Quote the entries that follow exactly, leaving none out.

▶ [Source data]:
★ ★ ★ ★ ★ ★ ★
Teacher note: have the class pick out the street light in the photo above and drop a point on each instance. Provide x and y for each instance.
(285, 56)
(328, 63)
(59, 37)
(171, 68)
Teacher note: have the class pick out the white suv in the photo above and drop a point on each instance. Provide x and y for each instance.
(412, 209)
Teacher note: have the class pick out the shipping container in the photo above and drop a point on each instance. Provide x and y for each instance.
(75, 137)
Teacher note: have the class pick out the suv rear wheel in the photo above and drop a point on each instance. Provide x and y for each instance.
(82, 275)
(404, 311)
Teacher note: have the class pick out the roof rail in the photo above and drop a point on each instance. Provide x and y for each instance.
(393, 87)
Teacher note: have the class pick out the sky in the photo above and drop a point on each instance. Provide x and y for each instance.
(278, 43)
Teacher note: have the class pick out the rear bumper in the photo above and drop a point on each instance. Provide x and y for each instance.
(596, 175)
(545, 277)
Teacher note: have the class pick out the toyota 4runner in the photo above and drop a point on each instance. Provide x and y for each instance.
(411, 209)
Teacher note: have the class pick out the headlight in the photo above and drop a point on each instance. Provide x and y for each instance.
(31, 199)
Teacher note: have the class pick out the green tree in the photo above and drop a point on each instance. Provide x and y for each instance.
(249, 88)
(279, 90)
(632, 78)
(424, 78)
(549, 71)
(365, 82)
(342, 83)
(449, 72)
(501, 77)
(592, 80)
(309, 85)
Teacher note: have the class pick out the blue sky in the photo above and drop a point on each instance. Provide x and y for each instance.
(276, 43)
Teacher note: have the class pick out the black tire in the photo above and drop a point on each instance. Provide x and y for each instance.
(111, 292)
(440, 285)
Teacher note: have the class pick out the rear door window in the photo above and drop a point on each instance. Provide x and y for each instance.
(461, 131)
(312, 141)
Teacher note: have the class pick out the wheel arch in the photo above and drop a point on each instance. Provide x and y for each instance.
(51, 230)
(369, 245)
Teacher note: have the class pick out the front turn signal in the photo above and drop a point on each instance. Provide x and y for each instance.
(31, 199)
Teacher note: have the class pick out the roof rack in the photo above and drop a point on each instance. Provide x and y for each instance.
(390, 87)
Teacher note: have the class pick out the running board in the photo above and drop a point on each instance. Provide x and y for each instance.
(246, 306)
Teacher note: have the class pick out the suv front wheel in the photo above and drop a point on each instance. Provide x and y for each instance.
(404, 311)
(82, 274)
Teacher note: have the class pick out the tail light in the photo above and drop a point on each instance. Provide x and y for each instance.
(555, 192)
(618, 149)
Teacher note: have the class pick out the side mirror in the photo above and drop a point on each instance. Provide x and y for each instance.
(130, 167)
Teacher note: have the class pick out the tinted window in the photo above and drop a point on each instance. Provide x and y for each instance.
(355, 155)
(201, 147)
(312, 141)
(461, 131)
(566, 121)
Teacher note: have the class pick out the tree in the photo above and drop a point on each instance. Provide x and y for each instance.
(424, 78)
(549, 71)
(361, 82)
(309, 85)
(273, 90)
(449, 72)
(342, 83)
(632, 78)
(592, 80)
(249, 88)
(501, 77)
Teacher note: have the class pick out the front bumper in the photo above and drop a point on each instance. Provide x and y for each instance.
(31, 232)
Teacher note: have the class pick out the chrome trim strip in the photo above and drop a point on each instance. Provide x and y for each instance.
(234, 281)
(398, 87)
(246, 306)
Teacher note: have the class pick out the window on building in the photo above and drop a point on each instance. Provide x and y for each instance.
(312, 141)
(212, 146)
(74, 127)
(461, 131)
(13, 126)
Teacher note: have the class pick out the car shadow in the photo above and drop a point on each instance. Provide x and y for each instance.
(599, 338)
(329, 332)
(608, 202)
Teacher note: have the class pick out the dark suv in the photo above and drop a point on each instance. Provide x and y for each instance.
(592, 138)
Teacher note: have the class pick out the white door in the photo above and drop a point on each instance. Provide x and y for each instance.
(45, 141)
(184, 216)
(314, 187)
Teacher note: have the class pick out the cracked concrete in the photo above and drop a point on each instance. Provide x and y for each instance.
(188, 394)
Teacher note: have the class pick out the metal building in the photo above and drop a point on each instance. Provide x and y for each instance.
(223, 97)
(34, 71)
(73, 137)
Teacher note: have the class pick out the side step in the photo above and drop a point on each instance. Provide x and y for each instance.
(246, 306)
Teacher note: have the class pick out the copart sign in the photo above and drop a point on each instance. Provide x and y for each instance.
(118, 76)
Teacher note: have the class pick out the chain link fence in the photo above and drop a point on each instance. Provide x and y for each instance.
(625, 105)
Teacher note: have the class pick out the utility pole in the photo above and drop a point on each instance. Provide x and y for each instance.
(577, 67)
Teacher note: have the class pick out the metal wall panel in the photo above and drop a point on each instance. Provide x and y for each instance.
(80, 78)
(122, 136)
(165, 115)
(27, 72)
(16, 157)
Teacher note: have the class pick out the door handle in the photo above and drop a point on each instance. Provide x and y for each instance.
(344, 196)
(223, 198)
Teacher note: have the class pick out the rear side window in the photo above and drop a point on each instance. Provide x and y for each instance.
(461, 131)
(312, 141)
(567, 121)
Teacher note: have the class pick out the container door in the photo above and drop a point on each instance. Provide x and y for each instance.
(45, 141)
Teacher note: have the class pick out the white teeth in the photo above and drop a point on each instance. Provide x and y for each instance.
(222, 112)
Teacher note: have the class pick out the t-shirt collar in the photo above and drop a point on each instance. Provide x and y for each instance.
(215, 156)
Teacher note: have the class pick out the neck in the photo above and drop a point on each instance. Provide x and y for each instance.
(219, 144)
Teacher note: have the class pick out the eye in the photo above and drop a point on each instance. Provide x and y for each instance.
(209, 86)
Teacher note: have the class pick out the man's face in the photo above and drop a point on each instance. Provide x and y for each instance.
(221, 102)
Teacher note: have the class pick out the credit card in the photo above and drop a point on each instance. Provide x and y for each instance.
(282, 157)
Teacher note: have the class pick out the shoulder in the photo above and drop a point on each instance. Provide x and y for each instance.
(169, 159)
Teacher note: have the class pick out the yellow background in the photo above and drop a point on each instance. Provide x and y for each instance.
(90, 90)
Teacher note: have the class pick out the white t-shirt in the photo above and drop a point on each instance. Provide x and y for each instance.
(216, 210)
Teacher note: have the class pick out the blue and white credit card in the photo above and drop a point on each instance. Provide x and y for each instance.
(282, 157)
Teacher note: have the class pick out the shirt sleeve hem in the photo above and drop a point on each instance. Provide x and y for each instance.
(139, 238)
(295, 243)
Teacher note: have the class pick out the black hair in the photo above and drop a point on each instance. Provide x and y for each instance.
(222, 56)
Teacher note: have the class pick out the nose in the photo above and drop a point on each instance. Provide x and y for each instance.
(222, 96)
★ ★ ★ ★ ★ ★ ★
▶ [Answer below]:
Teacher note: have the class pick out the street light in the photo above and drop a point on each instance. Provide x and y for each instance.
(285, 56)
(328, 63)
(59, 37)
(171, 68)
Teacher note: have the class pick out the white suv in the photo above and drop a point on each instance. Provide x and y for each instance.
(412, 209)
Teacher note: have the class pick out the shipping container in the photo above and drop a point on each instance. Provide x and y for each instance.
(75, 137)
Teacher note: have the class pick out the suv rear wheel in the photo above and drop a point on each instance. Provide x and y for each instance.
(82, 275)
(404, 311)
Teacher note: have the class pick out the roof rail in the photo above and drop a point on each instance. Provide x and y for each instance.
(393, 87)
Teacher note: have the class pick out the sky in the photo above and drop a point on each instance. Provide x and y for each instance.
(278, 43)
Teacher note: have the class pick out the rear bumper in the photo above and drop a point on each instance. Provide x and y for each instance.
(596, 175)
(545, 277)
Teacher note: have the class pick out the toyota 4runner in the photo above and drop a point on each instance. Provide x and y for each instance.
(411, 209)
Teacher note: have the class pick out the headlight in the photo above and drop a point on each instance. Provide x and y for each instance.
(31, 199)
Teacher note: have the class pick out the green tree in the photo above and drop a point on each instance. Provide x and y for each instance.
(249, 88)
(279, 90)
(632, 78)
(424, 78)
(549, 71)
(365, 82)
(342, 83)
(449, 72)
(501, 77)
(592, 80)
(309, 85)
Teacher note: have the class pick out the blue sky in the photo above and drop a point on each instance. Provide x and y for each instance.
(276, 43)
Teacher note: have the class pick out the black tire in the photo above and drop a point on each instance. Provide x and y for each instance.
(111, 292)
(440, 285)
Teacher note: have the class pick out the rear door window in the photo above and drop a point on each instance. Provide x and y for each instance.
(461, 131)
(312, 141)
Teacher note: have the class pick out the wheel arch in the photo above and drop a point on each instance. Provide x and y for each instance.
(51, 230)
(369, 245)
Teacher note: have the class pick out the front turn signal in the photo above and drop a point on each instance. Provide x and y for each instance.
(31, 199)
Teacher note: have the class pick out the roof rack in the photo above and drop a point on each instance. Provide x and y for each instance.
(390, 87)
Teacher note: have the class pick out the running board in the photo above and drop a point on each instance. Provide x and y for each instance.
(246, 306)
Teacher note: have the class pick out the suv front wheel in the photo above and drop a point on each instance. Provide x and y for each instance.
(404, 311)
(82, 274)
Teacher note: have the class pick out the tail light in the photo above and drop a point on each instance. Provide x and y for each instance.
(555, 192)
(618, 149)
Teacher note: have the class pick out the side mirror in the photo above and drop a point on each instance. Provide x and y for each instance.
(130, 167)
Teacher note: have the class pick out the tinted window in the photo above and drop a point on each instance. Provide x and y for each instance.
(355, 155)
(201, 147)
(312, 141)
(461, 131)
(566, 121)
Teacher note: have the class pick out the tree in the photo above and drop a point on each instance. Provide x and y for each instance.
(424, 78)
(549, 71)
(361, 82)
(309, 85)
(273, 90)
(449, 72)
(342, 83)
(632, 78)
(592, 80)
(249, 88)
(501, 77)
Teacher note: have the class pick out the front bumper in the photo above and drop a point on each instance. Provide x and y for each instance.
(31, 232)
Teacher note: have the class pick out the chrome trim strip in the photo above and drop a point on each instance. Provide x and y for each instance.
(234, 281)
(398, 87)
(246, 306)
Teacher note: have the class pick out the window on building in the photo above and drop a point on each instance. Provide x and y for each instance.
(312, 141)
(212, 146)
(74, 127)
(461, 131)
(13, 126)
Teacher note: have the class pick out the car shadow in the photo above and drop a point on each instance. Provide x and y for each instance.
(599, 338)
(329, 332)
(608, 202)
Teacher note: have the class pick out the dark suv in the photo above and drop a point on each instance. Provide x and y for each instance.
(592, 138)
Teacher note: have the class pick out the white door in the photo above and drop a point on each instance. Provide x and y for each instance.
(45, 141)
(184, 216)
(314, 187)
Teacher note: have the class pick out the cracked concrete in the photo above and drop a point on each instance. Provide x and y for each instance.
(188, 394)
Teacher note: have the class pick out the metal building in the photo above and drop a point on each instance. Provide x and y for each instance.
(223, 97)
(34, 71)
(73, 137)
Teacher note: have the class pick out the side step in the photo above and drop a point on each instance. Provide x and y for each instance.
(246, 306)
Teacher note: have the class pick out the copart sign in the photo above and drop a point on each instance. Provide x and y for each instance.
(118, 76)
Teacher note: have the class pick out the chain link fence in the photo above and drop a point on each instance. Provide x and y for each instance.
(625, 105)
Teacher note: have the class pick out the utility pole in the photo above and drop a point on each instance. Provide x and y for each instance.
(577, 67)
Teacher note: have the class pick out the metal wall panel in the photo above and drop a point on each instance. Provide x and y for each instance.
(80, 78)
(122, 136)
(165, 115)
(27, 72)
(16, 157)
Teacher note: have the class pick out the door handle in the photo above and drop a point on each instance. Provide x and y for each instance.
(344, 196)
(223, 198)
Teacher note: have the class pick out the rear side window in the photo above and drop a point on each instance. Provide x and y for each instance.
(461, 131)
(312, 141)
(567, 121)
Teacher note: have the class pick out the container door in the photo above and drop a point on each instance. Provide x and y for each instance.
(45, 141)
Teacher note: have the class pick out the white teeth in the photo above and drop a point on each instance. Provide x and y for each instance.
(222, 112)
Teacher note: have the class pick out the t-shirt collar in the photo above and drop a point on each instance. Provide x and y for each instance.
(215, 156)
Teacher note: have the class pick out the neck in the photo above and drop a point on each instance. Provide x and y for each instance.
(219, 144)
Teacher note: have the class pick out the eye in the photo above and drop a point on each instance. Provide x and y for each instance.
(209, 86)
Teacher note: have the class pick out the man's face in the photo above and drop a point on each instance. Provide x and y for each instance.
(221, 102)
Teacher note: have the class pick out the credit card in the photo above and drop a point on each instance. Provide x and y for each instance.
(282, 157)
Teacher note: have the class pick out the shoulder in the photo above and drop a point on each instance. Provide x and y for each instance.
(169, 159)
Teacher note: have the class pick out the yellow background in the photo above and drop a point on each instance. Provide x and y for each instance.
(90, 90)
Teacher note: have the class pick out the white t-shirt in the photo above and drop a point on each instance. Provide x and y for each instance.
(216, 210)
Teacher note: have the class pick out the blue and white credit card in the photo above and drop a point on each instance. Provide x and y for each instance.
(282, 157)
Teacher note: have the class pick out the shirt sleeve hem in the photo above and drop a point on each instance. Provide x and y for each instance.
(139, 238)
(295, 243)
Teacher note: have the class pick out the black hair in the photo above and drop a point on each instance. Provide x and y for each instance.
(222, 56)
Teacher note: have the class pick out the nose in the photo above and drop a point on each instance. Provide x and y for each instance.
(222, 96)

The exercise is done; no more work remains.